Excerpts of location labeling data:
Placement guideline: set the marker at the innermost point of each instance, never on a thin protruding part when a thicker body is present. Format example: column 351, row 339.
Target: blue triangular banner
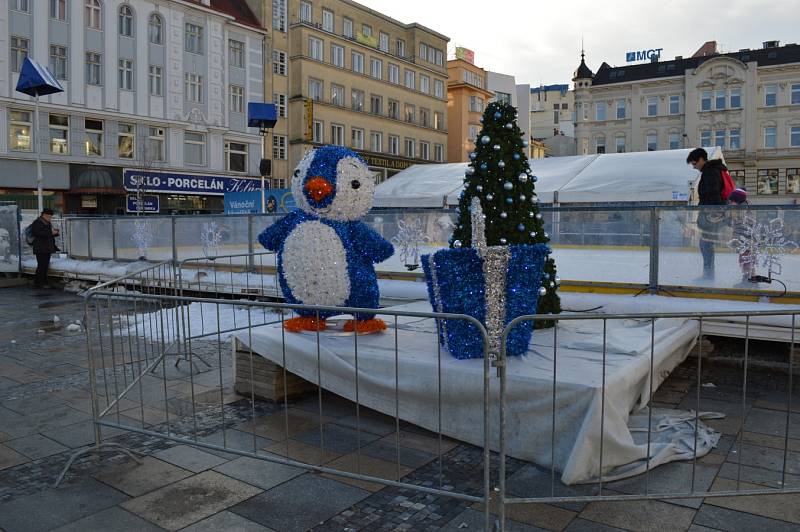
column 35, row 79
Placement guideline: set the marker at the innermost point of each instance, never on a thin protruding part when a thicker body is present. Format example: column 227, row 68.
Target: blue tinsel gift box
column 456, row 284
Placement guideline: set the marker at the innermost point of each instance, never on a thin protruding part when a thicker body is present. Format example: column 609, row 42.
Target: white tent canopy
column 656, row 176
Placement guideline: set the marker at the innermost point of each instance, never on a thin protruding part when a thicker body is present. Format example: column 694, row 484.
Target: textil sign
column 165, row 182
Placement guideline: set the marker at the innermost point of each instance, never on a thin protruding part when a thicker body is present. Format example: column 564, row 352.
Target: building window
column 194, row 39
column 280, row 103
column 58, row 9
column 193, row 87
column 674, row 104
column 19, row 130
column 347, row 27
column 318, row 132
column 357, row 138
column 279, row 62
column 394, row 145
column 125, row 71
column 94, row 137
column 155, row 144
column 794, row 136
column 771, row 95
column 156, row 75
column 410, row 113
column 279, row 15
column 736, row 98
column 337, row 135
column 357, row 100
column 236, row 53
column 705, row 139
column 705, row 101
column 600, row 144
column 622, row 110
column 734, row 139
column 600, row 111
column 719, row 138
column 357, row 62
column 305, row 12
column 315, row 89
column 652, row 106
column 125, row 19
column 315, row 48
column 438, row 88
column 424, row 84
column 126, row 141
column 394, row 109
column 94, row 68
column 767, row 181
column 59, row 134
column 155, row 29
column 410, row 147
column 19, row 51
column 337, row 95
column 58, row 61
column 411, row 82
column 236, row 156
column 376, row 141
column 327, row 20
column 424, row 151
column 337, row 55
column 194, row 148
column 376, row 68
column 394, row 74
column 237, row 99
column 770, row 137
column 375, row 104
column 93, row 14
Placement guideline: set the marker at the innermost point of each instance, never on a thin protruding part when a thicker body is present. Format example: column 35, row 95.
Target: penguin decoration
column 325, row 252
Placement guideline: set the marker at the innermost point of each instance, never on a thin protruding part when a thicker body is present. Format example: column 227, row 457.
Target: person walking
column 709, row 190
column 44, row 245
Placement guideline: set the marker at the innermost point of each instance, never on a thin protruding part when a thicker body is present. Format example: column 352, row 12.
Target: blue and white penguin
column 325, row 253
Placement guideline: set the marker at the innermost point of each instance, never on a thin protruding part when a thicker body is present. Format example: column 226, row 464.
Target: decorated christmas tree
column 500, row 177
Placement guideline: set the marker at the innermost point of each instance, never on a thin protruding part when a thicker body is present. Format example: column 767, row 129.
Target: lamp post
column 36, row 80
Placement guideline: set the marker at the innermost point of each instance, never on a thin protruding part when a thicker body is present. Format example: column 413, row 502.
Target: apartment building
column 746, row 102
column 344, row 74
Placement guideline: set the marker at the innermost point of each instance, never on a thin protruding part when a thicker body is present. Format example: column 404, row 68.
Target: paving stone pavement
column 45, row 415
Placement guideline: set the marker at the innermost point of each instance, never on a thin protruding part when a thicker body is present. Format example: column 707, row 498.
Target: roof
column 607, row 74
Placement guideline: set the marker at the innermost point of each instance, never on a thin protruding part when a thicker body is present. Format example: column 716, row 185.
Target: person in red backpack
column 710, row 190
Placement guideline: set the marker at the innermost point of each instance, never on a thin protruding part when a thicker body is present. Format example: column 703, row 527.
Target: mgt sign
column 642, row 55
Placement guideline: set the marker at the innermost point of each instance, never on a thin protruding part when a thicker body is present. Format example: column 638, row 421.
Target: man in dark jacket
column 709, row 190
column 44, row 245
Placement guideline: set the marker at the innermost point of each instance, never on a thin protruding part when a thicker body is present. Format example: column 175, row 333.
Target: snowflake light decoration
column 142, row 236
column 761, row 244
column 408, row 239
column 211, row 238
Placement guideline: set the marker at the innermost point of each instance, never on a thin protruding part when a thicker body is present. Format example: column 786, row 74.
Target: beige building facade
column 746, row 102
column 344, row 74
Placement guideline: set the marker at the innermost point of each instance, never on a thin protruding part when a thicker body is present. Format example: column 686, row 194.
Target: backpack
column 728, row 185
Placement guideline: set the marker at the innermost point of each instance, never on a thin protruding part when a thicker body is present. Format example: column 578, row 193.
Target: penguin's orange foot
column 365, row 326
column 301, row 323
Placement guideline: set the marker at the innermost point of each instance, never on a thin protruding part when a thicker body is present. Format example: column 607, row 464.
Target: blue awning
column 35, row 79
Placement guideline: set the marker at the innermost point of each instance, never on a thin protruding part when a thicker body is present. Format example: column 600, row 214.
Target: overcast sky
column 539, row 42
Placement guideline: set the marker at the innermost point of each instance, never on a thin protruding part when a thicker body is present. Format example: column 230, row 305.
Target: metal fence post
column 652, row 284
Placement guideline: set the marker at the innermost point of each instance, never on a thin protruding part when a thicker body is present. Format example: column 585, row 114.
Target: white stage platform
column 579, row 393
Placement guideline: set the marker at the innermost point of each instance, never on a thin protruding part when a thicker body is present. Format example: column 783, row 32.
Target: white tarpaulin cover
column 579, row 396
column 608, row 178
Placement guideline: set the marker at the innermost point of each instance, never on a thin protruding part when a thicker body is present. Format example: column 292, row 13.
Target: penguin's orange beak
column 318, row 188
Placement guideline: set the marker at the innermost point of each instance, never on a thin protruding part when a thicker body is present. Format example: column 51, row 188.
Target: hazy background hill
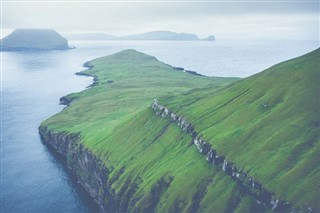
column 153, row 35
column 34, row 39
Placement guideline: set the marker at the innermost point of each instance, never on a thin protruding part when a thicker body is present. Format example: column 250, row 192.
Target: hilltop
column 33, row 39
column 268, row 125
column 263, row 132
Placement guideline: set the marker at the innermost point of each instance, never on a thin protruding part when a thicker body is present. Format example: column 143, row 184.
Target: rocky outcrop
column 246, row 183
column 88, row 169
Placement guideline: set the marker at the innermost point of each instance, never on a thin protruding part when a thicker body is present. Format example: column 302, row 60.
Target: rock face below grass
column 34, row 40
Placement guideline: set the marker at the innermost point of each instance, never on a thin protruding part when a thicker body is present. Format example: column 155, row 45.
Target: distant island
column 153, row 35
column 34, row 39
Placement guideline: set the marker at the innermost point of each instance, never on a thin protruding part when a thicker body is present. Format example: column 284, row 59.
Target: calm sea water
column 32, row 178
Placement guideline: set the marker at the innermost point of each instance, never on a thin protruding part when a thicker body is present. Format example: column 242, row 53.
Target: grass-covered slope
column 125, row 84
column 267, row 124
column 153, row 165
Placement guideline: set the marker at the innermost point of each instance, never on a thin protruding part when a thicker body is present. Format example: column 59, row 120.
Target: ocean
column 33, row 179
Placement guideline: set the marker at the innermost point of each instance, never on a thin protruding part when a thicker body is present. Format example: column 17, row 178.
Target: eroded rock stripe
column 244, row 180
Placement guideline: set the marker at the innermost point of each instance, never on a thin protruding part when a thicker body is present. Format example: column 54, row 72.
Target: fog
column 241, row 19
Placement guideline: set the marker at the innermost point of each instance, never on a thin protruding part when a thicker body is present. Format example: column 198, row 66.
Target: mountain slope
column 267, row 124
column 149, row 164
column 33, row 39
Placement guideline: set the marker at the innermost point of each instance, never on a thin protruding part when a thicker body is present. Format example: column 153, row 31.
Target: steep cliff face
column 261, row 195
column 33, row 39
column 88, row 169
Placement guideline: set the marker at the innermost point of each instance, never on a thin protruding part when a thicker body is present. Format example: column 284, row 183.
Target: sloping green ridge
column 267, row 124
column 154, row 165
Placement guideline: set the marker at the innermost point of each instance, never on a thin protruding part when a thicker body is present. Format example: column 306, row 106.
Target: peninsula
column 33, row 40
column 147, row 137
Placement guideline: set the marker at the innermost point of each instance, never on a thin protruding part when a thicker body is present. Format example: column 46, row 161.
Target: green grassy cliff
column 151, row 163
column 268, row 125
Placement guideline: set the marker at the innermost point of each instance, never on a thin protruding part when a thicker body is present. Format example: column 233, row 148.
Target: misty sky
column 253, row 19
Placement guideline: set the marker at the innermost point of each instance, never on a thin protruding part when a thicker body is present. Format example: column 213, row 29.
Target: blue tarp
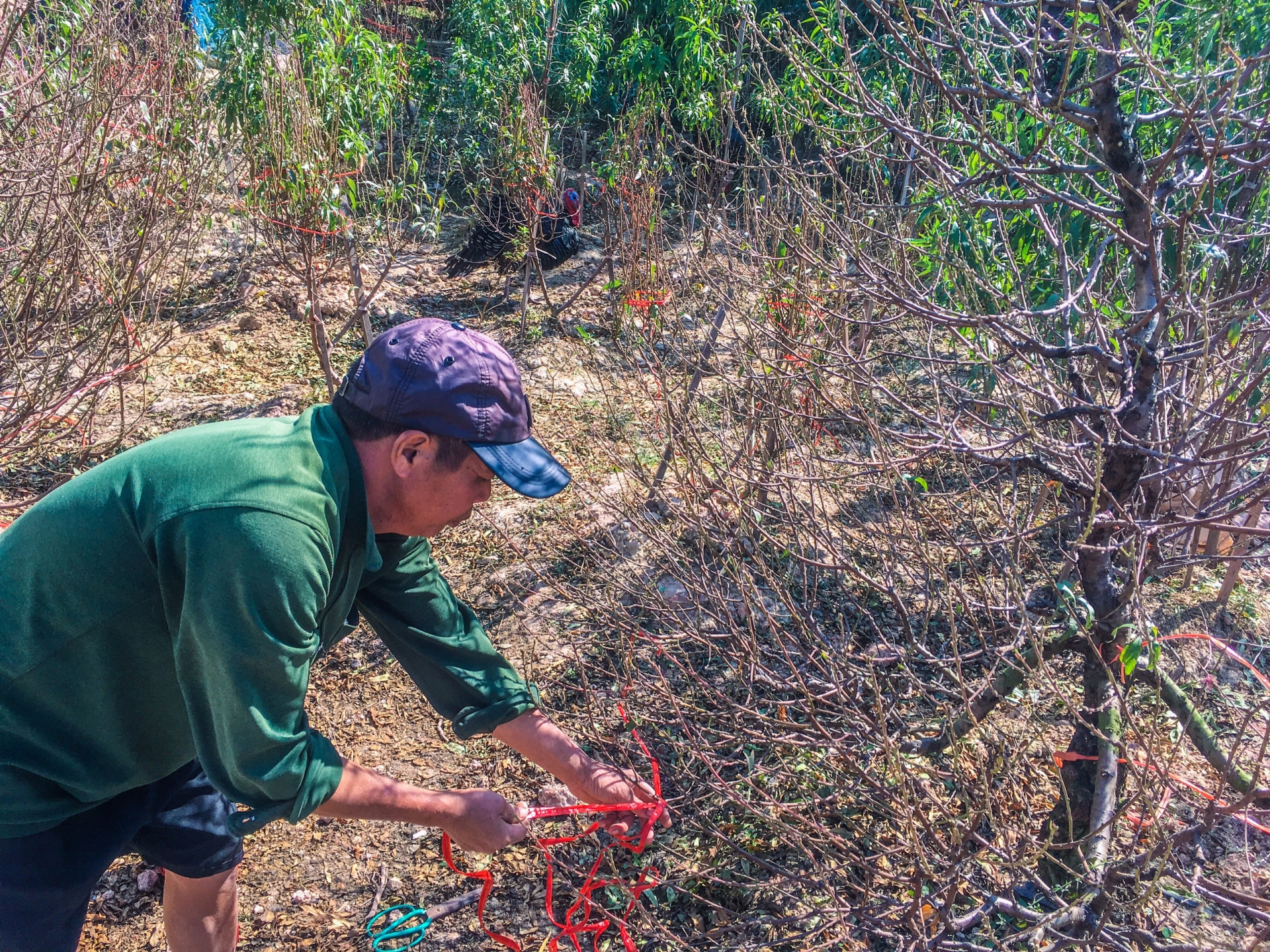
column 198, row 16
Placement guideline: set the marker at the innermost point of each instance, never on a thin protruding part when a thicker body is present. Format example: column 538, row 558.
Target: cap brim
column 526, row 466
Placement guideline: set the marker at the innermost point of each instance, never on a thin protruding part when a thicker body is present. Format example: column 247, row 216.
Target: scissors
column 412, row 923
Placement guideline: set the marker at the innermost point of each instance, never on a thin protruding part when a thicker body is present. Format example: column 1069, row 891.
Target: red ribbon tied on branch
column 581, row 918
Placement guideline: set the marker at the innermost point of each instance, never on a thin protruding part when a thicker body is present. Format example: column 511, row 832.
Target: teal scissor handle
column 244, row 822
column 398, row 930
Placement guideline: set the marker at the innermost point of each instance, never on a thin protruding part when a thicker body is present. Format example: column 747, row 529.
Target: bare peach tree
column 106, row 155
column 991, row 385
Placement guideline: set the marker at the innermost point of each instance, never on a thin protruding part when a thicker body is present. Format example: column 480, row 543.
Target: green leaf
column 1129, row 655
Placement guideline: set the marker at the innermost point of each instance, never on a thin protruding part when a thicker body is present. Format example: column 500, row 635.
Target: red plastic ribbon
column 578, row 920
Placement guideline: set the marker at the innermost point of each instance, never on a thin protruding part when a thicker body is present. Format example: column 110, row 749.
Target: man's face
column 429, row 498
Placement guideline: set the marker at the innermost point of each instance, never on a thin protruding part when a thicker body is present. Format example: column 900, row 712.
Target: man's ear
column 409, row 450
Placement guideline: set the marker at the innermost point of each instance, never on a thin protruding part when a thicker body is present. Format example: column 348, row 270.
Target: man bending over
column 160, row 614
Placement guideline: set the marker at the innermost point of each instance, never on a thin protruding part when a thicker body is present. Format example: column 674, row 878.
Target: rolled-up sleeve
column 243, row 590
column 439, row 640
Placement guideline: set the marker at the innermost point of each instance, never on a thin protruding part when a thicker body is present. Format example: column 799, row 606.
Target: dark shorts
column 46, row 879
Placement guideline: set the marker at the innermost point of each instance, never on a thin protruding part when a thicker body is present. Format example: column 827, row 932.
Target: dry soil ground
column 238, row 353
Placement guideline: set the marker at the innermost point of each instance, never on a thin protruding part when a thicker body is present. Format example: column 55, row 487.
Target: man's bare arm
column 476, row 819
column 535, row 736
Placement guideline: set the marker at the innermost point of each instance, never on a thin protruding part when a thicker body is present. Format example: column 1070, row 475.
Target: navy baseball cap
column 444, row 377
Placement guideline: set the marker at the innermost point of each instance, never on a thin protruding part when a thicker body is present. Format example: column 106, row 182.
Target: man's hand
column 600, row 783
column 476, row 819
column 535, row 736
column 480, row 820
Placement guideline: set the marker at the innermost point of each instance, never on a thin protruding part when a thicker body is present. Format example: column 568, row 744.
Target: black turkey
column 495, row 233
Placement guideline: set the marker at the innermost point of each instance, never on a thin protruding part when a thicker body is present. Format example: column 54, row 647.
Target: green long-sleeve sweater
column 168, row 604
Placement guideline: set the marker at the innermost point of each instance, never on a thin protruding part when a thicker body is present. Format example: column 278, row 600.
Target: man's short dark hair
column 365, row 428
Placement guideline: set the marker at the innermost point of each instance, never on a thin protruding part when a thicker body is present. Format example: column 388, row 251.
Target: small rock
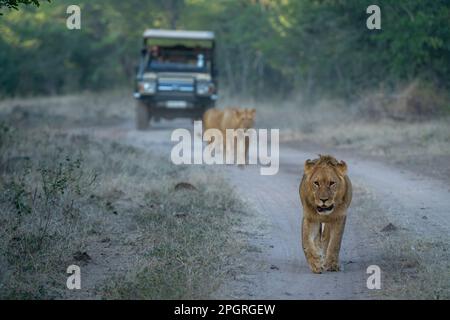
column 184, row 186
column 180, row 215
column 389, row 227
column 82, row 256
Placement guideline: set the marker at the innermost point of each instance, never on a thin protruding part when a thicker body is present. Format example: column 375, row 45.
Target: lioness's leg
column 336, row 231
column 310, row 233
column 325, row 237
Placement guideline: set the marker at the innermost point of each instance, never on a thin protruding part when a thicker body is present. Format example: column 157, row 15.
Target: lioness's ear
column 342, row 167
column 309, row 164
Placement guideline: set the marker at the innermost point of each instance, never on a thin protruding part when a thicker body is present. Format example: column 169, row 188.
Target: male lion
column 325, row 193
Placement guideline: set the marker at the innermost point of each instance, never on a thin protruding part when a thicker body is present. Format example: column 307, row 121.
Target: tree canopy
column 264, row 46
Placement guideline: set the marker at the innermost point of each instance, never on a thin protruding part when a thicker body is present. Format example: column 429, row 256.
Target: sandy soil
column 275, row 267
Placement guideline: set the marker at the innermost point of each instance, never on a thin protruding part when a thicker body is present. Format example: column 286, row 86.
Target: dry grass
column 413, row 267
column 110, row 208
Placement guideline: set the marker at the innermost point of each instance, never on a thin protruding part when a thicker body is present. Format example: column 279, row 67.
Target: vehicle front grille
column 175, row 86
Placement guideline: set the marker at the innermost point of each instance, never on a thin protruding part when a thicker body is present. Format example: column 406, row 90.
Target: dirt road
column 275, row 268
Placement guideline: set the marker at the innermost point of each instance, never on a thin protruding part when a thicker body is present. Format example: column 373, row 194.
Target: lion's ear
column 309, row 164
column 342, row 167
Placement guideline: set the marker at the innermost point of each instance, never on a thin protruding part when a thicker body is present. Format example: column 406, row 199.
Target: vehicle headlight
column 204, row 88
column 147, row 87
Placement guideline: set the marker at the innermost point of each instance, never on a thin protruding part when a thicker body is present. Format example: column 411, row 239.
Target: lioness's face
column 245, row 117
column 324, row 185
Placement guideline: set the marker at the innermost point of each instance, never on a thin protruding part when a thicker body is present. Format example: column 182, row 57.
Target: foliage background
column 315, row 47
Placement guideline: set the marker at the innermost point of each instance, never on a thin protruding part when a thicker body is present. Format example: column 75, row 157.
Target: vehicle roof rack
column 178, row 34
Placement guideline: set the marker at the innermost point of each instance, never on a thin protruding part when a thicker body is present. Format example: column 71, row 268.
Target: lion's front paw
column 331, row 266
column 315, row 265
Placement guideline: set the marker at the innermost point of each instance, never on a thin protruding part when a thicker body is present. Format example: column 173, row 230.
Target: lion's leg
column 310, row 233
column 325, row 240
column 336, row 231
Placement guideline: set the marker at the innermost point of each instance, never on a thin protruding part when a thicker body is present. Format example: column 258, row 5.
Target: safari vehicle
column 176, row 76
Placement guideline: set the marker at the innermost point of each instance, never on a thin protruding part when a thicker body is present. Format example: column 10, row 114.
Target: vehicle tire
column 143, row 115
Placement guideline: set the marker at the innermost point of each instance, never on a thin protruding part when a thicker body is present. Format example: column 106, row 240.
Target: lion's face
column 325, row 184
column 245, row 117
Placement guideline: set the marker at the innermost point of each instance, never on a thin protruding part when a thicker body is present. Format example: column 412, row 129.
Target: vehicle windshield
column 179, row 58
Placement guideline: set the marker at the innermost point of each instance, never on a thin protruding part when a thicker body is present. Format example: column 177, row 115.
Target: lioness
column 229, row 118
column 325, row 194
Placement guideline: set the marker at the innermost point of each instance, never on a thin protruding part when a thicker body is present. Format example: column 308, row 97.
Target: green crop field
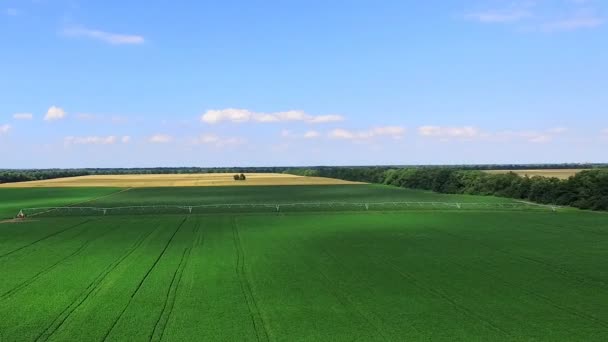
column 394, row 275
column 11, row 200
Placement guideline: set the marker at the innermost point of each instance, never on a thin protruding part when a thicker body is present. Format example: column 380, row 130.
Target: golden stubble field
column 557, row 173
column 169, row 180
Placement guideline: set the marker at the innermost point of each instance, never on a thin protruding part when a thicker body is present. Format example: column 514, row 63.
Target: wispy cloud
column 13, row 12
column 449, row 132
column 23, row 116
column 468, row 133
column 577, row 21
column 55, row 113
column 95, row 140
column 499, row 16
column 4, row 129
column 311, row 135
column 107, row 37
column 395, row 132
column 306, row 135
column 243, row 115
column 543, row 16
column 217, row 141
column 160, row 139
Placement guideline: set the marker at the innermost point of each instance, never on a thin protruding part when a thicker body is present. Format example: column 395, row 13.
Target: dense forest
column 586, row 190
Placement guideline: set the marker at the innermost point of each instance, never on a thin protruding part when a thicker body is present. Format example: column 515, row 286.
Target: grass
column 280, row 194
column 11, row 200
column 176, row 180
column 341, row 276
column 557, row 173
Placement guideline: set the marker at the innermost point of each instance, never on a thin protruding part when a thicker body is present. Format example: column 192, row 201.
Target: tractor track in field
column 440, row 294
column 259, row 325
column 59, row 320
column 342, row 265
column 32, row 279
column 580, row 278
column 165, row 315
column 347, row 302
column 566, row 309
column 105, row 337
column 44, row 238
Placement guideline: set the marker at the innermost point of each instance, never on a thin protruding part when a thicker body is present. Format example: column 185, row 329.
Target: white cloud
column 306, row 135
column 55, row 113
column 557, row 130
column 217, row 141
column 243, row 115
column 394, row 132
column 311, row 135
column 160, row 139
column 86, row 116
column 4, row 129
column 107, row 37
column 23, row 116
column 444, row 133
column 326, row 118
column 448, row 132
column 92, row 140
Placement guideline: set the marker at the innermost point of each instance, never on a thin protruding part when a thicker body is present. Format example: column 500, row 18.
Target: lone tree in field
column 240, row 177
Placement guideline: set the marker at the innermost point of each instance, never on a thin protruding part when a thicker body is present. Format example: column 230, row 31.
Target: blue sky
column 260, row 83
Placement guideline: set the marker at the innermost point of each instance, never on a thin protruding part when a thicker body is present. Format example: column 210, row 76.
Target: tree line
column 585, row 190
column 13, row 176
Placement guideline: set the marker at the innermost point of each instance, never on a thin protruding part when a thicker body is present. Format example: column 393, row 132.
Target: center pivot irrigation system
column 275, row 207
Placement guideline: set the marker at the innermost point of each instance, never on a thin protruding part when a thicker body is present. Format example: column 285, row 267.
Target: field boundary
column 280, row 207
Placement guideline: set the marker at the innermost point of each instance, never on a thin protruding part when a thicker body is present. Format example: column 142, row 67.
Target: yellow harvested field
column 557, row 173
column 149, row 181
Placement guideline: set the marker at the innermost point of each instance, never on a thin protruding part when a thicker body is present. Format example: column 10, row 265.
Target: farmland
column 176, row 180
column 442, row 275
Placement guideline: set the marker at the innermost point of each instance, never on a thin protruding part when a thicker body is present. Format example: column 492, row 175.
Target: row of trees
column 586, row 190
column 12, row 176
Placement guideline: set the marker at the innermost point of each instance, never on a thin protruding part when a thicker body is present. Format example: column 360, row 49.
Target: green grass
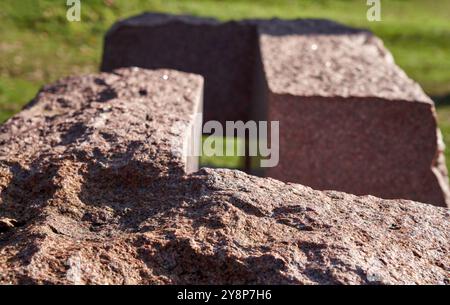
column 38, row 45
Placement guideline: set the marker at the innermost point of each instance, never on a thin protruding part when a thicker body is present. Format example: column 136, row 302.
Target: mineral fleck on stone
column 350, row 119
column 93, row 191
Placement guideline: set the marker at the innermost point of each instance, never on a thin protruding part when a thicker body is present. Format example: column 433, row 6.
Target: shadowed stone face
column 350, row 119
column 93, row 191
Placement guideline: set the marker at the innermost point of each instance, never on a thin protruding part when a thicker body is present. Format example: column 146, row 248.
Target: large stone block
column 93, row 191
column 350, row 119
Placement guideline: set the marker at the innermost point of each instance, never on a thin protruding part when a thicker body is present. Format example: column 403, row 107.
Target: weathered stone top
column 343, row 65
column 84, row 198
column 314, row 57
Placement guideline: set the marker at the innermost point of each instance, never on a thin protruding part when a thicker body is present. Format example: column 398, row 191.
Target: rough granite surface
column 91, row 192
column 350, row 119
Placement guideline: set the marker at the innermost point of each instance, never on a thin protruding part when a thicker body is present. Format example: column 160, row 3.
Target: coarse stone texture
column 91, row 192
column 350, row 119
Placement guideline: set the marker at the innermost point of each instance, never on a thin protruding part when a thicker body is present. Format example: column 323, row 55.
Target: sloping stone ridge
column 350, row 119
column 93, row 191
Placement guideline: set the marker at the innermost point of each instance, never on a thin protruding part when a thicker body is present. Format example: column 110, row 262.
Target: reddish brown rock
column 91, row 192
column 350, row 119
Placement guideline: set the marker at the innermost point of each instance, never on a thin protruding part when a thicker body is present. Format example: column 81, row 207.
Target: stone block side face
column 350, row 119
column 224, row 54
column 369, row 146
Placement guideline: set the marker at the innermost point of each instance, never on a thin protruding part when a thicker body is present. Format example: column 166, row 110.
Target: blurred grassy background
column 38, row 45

| Exercise objective |
Repeat only the lines running from the line that contains "81, row 207." through the last line above, inclusive.

| Exercise output |
Placement guideline: set the marker at the innermost point of each instance, never on a thin protruding part when a thicker body is present. Format example: column 81, row 207.
Target: stone block side face
column 350, row 119
column 224, row 54
column 369, row 146
Placement guideline: set the marker at the innermost point of each instance, never on a thin protruding part when a thicker body is present. Format example: column 166, row 110.
Target: blurred grassy background
column 38, row 45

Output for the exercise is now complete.